-- Material shown follows --
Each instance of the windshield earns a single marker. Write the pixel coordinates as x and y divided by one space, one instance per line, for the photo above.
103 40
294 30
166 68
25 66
-- Material shown concluded --
- **What you have to do**
Your task is to restate all of the records above word for word.

- **Written reply**
Each instance of the windshield earns a single marker. Write the pixel coordinates as x and y divided by one space, one instance per line, for the photo above.
103 40
294 30
166 68
25 66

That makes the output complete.